• [Work to do]:
Count the lines in the listing that contain the word "fence", and give only that number.

• [Data for this task]:

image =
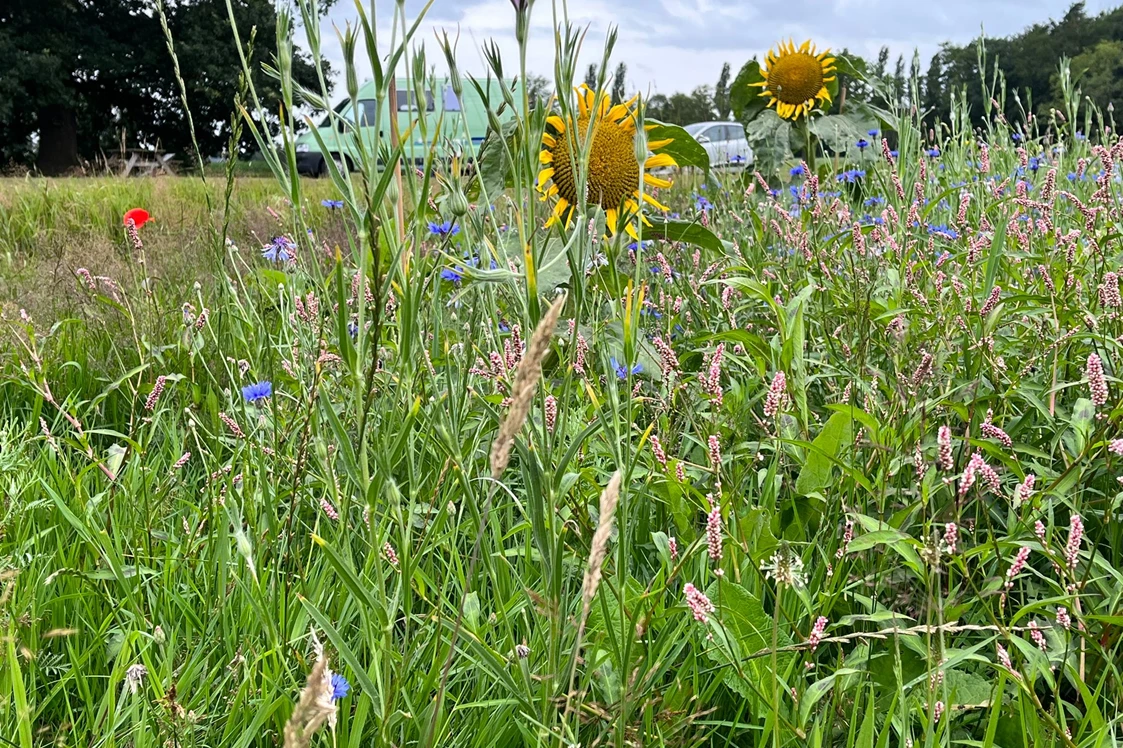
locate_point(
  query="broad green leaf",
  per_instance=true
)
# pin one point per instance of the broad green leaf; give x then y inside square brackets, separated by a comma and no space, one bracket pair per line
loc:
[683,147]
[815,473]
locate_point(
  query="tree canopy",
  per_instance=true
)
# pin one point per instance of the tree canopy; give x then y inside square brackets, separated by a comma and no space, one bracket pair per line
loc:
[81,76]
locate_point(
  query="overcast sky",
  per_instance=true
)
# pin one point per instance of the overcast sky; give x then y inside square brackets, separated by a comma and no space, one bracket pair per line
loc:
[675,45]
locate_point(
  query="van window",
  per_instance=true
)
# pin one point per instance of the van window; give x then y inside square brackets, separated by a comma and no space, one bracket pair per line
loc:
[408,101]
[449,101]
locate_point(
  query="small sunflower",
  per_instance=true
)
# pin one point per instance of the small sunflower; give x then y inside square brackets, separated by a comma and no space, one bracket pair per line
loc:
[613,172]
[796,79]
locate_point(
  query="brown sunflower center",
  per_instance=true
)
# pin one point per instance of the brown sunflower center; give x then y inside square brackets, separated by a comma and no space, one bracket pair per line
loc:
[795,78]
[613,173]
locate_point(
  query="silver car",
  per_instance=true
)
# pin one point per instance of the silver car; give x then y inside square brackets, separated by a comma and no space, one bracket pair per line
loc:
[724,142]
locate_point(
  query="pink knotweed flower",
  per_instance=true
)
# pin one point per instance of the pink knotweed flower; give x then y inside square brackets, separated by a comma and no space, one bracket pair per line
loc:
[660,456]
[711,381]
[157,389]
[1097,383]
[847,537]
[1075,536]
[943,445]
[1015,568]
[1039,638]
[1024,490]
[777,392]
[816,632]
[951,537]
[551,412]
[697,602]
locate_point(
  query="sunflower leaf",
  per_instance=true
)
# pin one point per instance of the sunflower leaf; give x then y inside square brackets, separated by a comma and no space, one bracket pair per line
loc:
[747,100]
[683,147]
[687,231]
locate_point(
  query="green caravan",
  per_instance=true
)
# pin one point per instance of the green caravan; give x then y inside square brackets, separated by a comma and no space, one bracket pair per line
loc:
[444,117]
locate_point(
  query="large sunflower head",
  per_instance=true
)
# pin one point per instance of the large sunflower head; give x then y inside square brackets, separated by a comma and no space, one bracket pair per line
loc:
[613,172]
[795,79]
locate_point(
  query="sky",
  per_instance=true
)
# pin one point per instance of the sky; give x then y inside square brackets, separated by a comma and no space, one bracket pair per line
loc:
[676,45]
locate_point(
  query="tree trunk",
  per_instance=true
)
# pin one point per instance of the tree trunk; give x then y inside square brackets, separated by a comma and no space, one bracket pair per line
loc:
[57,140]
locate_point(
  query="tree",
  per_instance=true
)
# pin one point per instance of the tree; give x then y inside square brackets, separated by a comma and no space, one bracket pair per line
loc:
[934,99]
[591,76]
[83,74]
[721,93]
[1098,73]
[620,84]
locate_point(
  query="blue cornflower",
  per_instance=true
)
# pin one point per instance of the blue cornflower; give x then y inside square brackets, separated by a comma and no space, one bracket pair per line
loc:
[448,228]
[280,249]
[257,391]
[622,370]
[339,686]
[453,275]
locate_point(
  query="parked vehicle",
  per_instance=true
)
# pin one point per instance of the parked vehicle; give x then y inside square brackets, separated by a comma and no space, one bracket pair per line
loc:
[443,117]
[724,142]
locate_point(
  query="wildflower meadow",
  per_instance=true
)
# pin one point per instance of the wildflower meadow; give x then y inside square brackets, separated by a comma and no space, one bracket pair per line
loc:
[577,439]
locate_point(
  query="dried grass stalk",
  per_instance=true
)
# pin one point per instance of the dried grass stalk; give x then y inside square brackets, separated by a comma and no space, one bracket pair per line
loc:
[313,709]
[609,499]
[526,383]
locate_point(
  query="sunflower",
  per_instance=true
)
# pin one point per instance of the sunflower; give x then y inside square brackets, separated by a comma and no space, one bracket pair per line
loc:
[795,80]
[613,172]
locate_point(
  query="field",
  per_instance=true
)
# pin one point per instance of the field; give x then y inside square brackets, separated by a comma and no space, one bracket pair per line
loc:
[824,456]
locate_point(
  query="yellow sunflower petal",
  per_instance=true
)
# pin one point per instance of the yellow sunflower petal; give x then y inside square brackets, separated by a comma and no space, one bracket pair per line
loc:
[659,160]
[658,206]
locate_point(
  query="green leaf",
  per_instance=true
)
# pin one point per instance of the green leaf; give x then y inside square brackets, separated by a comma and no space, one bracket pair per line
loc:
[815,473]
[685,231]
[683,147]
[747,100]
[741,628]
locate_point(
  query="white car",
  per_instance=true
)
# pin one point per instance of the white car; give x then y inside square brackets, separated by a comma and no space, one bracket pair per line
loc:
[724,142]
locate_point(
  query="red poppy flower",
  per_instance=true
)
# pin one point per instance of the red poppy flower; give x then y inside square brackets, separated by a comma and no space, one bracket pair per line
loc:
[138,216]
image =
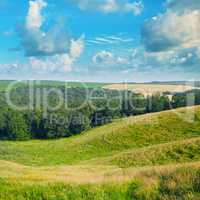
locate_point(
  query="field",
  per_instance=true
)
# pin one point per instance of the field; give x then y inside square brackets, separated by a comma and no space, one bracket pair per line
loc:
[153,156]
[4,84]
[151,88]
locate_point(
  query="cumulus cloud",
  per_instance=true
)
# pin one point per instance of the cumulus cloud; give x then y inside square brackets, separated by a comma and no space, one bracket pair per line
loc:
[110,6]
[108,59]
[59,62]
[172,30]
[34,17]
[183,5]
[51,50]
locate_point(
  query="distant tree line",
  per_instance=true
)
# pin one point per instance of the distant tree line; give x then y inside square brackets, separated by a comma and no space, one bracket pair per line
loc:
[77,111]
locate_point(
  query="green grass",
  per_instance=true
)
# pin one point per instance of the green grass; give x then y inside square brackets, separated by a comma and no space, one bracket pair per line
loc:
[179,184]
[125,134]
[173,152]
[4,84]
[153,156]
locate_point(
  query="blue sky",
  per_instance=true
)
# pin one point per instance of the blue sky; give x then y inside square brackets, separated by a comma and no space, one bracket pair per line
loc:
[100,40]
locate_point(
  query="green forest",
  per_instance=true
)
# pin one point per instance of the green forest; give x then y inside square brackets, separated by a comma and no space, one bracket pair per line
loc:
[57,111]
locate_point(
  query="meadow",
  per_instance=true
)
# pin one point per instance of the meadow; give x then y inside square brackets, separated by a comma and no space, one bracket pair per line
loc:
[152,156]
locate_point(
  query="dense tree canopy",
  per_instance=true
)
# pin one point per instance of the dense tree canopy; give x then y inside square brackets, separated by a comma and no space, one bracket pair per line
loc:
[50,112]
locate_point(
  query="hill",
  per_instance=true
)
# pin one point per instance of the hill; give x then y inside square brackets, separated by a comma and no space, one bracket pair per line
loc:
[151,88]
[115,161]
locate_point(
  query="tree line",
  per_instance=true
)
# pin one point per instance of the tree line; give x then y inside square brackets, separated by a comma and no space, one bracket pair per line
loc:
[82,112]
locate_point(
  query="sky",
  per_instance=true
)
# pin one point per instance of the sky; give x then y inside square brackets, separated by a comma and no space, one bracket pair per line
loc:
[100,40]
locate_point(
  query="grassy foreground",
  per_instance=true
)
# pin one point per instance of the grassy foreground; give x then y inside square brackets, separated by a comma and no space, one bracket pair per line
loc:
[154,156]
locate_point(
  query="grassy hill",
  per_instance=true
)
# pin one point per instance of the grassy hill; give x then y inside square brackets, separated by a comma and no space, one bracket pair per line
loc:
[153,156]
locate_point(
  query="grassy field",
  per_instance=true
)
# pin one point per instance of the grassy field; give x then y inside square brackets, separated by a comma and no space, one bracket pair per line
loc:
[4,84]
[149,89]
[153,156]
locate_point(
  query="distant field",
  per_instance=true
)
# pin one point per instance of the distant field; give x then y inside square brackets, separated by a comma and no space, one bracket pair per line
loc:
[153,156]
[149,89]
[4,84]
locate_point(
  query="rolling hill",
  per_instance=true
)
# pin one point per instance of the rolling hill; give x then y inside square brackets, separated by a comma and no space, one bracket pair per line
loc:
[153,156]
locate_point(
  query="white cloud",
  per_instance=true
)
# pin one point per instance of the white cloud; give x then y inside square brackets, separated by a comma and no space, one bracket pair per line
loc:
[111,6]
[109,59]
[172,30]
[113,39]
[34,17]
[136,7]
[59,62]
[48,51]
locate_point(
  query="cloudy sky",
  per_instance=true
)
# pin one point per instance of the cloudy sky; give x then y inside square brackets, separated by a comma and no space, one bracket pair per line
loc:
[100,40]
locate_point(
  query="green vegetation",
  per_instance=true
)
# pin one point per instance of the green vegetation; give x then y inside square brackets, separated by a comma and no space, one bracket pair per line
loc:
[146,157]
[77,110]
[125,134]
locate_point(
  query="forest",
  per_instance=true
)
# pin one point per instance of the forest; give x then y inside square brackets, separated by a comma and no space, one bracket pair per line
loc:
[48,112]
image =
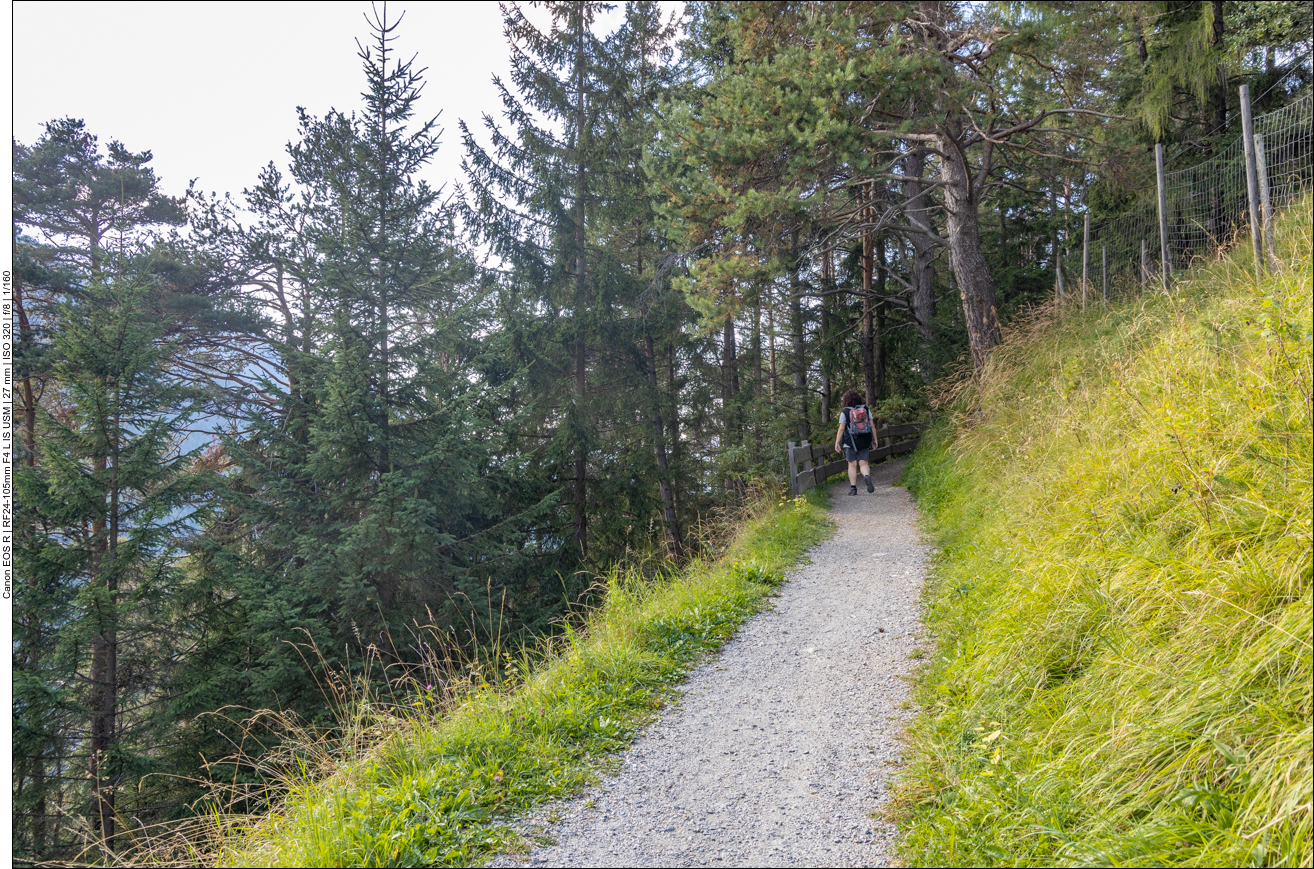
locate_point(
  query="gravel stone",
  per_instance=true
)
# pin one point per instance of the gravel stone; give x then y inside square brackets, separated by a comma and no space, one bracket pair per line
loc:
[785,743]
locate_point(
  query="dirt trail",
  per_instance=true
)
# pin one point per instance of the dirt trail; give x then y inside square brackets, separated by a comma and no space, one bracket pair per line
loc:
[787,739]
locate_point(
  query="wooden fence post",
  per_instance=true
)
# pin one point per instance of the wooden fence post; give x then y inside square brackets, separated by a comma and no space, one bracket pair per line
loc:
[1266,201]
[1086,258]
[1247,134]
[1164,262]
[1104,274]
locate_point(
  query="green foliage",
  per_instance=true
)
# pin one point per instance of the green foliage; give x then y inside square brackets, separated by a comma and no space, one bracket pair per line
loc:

• [Answer for this exercise]:
2